> _RECORDED INFORMATION_:
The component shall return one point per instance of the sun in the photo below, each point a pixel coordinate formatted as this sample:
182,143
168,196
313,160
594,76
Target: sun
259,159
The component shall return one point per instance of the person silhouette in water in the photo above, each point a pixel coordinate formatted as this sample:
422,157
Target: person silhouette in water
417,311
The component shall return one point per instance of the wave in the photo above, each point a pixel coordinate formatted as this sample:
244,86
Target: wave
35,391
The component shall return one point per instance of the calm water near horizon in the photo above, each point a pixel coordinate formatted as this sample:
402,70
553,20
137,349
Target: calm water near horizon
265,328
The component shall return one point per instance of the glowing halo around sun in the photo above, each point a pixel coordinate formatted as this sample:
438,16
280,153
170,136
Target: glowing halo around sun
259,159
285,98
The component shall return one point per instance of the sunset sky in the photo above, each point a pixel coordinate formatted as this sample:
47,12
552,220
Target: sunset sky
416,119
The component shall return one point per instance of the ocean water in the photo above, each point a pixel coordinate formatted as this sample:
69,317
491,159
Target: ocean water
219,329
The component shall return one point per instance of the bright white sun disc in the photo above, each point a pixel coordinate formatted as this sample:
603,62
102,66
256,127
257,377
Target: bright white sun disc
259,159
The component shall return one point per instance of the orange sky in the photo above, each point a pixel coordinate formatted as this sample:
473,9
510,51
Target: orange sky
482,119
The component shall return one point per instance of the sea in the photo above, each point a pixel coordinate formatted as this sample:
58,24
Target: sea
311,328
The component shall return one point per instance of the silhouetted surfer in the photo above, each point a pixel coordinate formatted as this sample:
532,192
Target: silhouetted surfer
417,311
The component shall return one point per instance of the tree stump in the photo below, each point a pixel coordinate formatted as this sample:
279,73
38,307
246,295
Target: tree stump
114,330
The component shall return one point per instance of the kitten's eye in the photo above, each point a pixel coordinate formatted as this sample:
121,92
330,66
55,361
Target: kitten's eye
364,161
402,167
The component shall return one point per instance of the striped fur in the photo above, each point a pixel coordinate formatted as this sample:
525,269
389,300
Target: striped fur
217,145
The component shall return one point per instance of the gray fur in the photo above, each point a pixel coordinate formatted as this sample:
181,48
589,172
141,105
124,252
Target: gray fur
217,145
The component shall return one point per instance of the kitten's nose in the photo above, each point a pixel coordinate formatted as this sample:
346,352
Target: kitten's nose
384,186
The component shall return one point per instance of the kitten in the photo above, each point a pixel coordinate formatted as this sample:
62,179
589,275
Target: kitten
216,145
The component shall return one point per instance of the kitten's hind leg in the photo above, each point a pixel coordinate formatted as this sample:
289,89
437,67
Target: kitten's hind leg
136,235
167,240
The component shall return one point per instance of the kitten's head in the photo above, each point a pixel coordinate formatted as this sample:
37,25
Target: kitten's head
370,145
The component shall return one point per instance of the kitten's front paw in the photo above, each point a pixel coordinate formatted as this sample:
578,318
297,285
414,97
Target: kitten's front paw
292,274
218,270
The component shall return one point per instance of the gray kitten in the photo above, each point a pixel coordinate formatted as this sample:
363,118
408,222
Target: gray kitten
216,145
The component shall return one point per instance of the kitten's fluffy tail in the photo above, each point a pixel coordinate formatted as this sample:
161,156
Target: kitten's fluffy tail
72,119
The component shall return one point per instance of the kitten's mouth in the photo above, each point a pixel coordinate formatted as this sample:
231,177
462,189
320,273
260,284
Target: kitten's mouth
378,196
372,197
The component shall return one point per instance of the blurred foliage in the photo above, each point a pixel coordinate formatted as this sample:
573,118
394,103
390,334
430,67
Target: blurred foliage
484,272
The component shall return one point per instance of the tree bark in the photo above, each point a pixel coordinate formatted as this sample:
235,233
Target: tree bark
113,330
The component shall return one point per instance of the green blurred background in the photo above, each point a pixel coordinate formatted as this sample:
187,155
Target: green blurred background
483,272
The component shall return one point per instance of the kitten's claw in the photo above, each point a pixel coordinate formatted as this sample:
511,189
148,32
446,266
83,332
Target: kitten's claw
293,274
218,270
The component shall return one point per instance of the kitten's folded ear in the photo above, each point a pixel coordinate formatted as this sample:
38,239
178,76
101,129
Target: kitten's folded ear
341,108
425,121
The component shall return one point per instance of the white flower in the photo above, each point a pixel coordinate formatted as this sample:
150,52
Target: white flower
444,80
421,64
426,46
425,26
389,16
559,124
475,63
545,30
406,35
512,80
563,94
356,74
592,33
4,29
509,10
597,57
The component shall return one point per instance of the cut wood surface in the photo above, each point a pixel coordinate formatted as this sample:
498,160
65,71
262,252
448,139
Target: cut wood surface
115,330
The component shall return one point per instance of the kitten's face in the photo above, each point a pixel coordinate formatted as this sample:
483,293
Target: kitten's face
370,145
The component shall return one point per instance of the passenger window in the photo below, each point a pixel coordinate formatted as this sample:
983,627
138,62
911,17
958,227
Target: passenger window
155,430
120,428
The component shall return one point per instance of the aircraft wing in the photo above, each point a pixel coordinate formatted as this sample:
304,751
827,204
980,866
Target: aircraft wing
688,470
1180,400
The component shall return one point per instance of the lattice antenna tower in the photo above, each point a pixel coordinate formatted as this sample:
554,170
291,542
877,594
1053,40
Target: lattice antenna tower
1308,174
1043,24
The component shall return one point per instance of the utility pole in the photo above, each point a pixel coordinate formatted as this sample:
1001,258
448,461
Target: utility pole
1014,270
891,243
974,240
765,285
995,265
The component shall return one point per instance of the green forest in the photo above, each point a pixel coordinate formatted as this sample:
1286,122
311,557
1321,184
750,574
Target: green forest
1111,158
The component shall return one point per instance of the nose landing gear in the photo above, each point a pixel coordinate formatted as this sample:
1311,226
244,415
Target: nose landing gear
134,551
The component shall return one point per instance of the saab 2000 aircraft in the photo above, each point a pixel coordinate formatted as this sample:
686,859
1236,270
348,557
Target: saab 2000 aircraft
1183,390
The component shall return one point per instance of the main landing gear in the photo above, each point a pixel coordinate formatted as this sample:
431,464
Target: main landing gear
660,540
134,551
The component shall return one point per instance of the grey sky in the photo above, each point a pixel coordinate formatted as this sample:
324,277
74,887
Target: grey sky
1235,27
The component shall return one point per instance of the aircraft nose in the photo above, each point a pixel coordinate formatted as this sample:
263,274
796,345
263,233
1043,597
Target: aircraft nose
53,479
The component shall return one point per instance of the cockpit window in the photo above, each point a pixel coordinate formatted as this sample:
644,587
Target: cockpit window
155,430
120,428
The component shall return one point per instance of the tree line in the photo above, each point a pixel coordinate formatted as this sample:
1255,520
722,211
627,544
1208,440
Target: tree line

> _YOUR ASSIGNMENT_: Extract each line from the listing that holds the word "below".

> _EXERCISE ANSWER_:
The component shall return one point per instance of the sun in the photo below, each point a pixel coordinate formatted as this sample:
The component shall return one point per instance of the tree stump in the photo below, each point a pixel coordinate formatted as this sample:
The component shall return one point per instance of the passenger window in the photo below, each point a pixel coordinate formatted as this sample:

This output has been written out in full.